— Material to process —
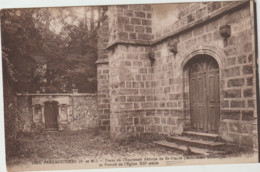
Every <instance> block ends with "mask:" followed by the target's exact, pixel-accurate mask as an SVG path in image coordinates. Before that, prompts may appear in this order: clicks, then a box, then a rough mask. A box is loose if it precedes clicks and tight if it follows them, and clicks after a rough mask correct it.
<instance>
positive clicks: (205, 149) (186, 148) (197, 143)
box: [154, 131, 226, 155]
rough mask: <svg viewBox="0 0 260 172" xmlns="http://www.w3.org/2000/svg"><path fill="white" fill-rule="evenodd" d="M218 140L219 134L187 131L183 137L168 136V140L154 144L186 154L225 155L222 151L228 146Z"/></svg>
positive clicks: (183, 133)
mask: <svg viewBox="0 0 260 172" xmlns="http://www.w3.org/2000/svg"><path fill="white" fill-rule="evenodd" d="M218 140H220V139H219V136H218V135H217V134H211V133H201V132H194V131H185V132H183V135H182V136H168V137H167V138H166V140H163V141H156V142H154V143H155V144H156V145H158V146H162V147H167V148H171V149H174V150H177V151H182V152H184V153H185V154H199V155H211V154H222V153H223V152H222V151H220V150H221V148H222V147H223V146H225V145H226V144H225V143H223V142H220V141H218Z"/></svg>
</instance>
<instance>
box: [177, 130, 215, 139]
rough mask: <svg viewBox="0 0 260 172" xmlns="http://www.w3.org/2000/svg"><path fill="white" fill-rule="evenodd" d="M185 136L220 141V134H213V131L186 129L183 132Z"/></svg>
mask: <svg viewBox="0 0 260 172" xmlns="http://www.w3.org/2000/svg"><path fill="white" fill-rule="evenodd" d="M182 135H183V136H188V137H192V138H199V139H203V140H211V141H218V140H219V135H218V134H213V133H203V132H197V131H184V132H183V133H182Z"/></svg>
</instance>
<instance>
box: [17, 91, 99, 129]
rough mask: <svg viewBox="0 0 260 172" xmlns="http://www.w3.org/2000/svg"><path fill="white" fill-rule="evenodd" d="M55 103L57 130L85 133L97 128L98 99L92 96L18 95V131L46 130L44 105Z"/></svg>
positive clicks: (33, 94) (62, 95)
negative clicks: (84, 129) (56, 113)
mask: <svg viewBox="0 0 260 172" xmlns="http://www.w3.org/2000/svg"><path fill="white" fill-rule="evenodd" d="M46 102H57V103H58V109H59V112H58V114H57V122H58V130H59V131H63V130H84V129H88V128H96V127H97V126H98V113H97V96H96V95H93V94H25V95H18V97H17V106H18V110H19V114H18V117H17V119H18V121H19V122H18V126H17V130H18V131H21V132H43V131H44V130H45V110H46V109H45V103H46Z"/></svg>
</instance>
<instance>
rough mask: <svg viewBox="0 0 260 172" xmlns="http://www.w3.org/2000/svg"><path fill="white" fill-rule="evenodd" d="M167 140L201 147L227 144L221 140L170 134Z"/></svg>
mask: <svg viewBox="0 0 260 172" xmlns="http://www.w3.org/2000/svg"><path fill="white" fill-rule="evenodd" d="M167 141H169V142H175V143H177V144H186V145H189V146H194V147H199V148H218V147H220V146H223V145H225V144H224V143H221V142H215V141H209V140H202V139H194V138H189V137H186V136H169V137H167Z"/></svg>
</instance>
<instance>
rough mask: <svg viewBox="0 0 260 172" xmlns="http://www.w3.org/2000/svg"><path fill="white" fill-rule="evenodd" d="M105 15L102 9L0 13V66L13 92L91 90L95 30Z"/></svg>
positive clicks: (32, 9)
mask: <svg viewBox="0 0 260 172" xmlns="http://www.w3.org/2000/svg"><path fill="white" fill-rule="evenodd" d="M79 9H80V10H79ZM78 11H81V14H79V13H78ZM95 11H97V12H95ZM89 12H90V13H89ZM105 12H106V7H95V8H93V7H78V8H77V7H72V8H39V9H8V10H2V11H1V19H2V20H1V24H2V45H3V48H2V49H3V61H4V63H3V64H4V65H5V66H6V68H7V69H8V70H7V72H5V76H6V77H8V78H10V79H11V80H12V82H13V83H15V84H13V85H14V87H15V90H16V91H17V92H23V91H28V92H34V91H36V90H39V89H40V87H42V86H45V87H49V88H48V89H47V91H48V92H62V91H63V90H64V87H66V90H70V89H71V88H72V85H73V84H74V85H75V84H76V87H78V88H79V89H80V91H81V92H95V91H96V68H95V61H96V60H97V29H98V27H99V25H100V24H99V23H100V22H102V21H103V20H104V19H105ZM94 14H99V17H98V18H97V17H95V15H94ZM89 26H90V27H89ZM43 66H45V70H42V69H43ZM71 78H73V79H74V80H75V81H72V80H71ZM73 82H75V83H73ZM90 85H91V86H90ZM90 88H91V89H90Z"/></svg>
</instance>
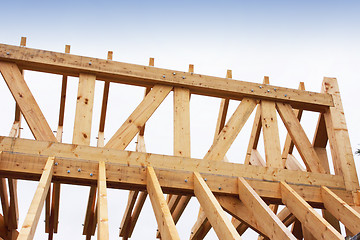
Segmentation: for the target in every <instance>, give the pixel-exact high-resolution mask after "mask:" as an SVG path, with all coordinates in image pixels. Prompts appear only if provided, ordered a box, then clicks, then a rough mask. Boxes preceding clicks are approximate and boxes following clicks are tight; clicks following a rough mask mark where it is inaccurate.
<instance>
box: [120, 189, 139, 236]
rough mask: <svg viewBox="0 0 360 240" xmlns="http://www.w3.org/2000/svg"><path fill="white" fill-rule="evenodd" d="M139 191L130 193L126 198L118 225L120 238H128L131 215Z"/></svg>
mask: <svg viewBox="0 0 360 240" xmlns="http://www.w3.org/2000/svg"><path fill="white" fill-rule="evenodd" d="M138 194H139V191H130V193H129V196H128V202H127V205H126V208H125V213H124V216H123V219H122V221H121V224H120V234H119V236H120V237H124V238H127V237H128V236H129V228H130V222H131V213H132V210H133V208H134V206H135V203H136V199H137V196H138Z"/></svg>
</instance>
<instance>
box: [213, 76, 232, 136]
mask: <svg viewBox="0 0 360 240" xmlns="http://www.w3.org/2000/svg"><path fill="white" fill-rule="evenodd" d="M226 78H232V71H231V70H227V71H226ZM229 101H230V99H229V98H222V99H221V102H220V108H219V114H218V119H217V122H216V128H215V134H214V141H215V140H216V139H217V136H218V135H219V133H220V132H221V130H222V129H223V128H224V126H225V121H226V115H227V111H228V108H229Z"/></svg>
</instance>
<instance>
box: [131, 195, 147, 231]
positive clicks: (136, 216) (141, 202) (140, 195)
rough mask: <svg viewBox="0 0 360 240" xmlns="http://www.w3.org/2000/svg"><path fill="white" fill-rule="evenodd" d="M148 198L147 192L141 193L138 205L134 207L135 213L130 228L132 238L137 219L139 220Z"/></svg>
mask: <svg viewBox="0 0 360 240" xmlns="http://www.w3.org/2000/svg"><path fill="white" fill-rule="evenodd" d="M146 197H147V192H140V195H139V198H138V200H137V202H136V205H135V207H134V211H133V213H132V216H131V222H130V227H129V236H131V235H132V233H133V231H134V228H135V224H136V222H137V219H138V218H139V215H140V212H141V209H142V207H143V206H144V203H145V200H146Z"/></svg>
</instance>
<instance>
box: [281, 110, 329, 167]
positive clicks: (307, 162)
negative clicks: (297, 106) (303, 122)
mask: <svg viewBox="0 0 360 240" xmlns="http://www.w3.org/2000/svg"><path fill="white" fill-rule="evenodd" d="M276 108H277V110H278V112H279V115H280V117H281V119H282V120H283V122H284V124H285V127H286V129H287V130H288V133H289V134H290V136H291V139H292V140H293V141H294V144H295V146H296V148H297V149H298V151H299V154H300V156H301V158H302V159H303V160H304V163H305V165H306V167H307V168H308V169H310V171H312V172H321V173H325V169H324V168H323V166H322V165H321V163H320V159H319V157H318V155H317V154H316V152H315V150H314V148H313V147H312V145H311V143H310V141H309V139H308V138H307V136H306V133H305V131H304V129H303V128H302V126H301V125H300V122H299V120H298V118H297V117H296V116H295V114H294V112H293V109H292V108H291V106H290V105H287V104H282V103H276Z"/></svg>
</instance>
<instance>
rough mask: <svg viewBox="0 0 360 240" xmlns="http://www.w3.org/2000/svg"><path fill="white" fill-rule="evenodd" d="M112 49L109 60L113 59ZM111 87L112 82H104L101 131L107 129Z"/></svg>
mask: <svg viewBox="0 0 360 240" xmlns="http://www.w3.org/2000/svg"><path fill="white" fill-rule="evenodd" d="M112 54H113V52H112V51H109V52H108V58H107V59H108V60H112ZM109 88H110V82H109V81H105V83H104V92H103V101H102V105H101V114H100V126H99V132H104V130H105V119H106V109H107V103H108V98H109Z"/></svg>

— What is required —
Your answer should be the lines above from the one containing "positive clicks: (183, 133)" through the one containing "positive clicks: (33, 94) (62, 95)", copied exactly and with both ends kept.

— Result of this exercise —
positive clicks: (183, 133)
mask: <svg viewBox="0 0 260 172" xmlns="http://www.w3.org/2000/svg"><path fill="white" fill-rule="evenodd" d="M218 140H220V139H219V136H218V135H217V134H211V133H201V132H194V131H185V132H183V135H182V136H168V137H167V138H166V140H163V141H156V142H154V143H155V144H156V145H158V146H162V147H167V148H171V149H174V150H177V151H182V152H184V153H185V154H199V155H211V154H222V153H223V152H222V151H220V150H221V148H222V147H223V146H225V145H226V144H225V143H223V142H220V141H218Z"/></svg>
</instance>
<instance>
box: [177, 130, 215, 139]
rough mask: <svg viewBox="0 0 260 172" xmlns="http://www.w3.org/2000/svg"><path fill="white" fill-rule="evenodd" d="M185 136L220 141V134H213V131L186 129L183 132Z"/></svg>
mask: <svg viewBox="0 0 260 172" xmlns="http://www.w3.org/2000/svg"><path fill="white" fill-rule="evenodd" d="M182 135H183V136H188V137H192V138H199V139H203V140H211V141H218V140H219V135H218V134H213V133H203V132H197V131H184V132H183V133H182Z"/></svg>
</instance>
<instance>
box: [17, 91, 99, 129]
rough mask: <svg viewBox="0 0 260 172" xmlns="http://www.w3.org/2000/svg"><path fill="white" fill-rule="evenodd" d="M55 103L57 130L85 133L97 128L98 99L92 96L18 95V131L46 130L44 105Z"/></svg>
positive clicks: (33, 94) (62, 95)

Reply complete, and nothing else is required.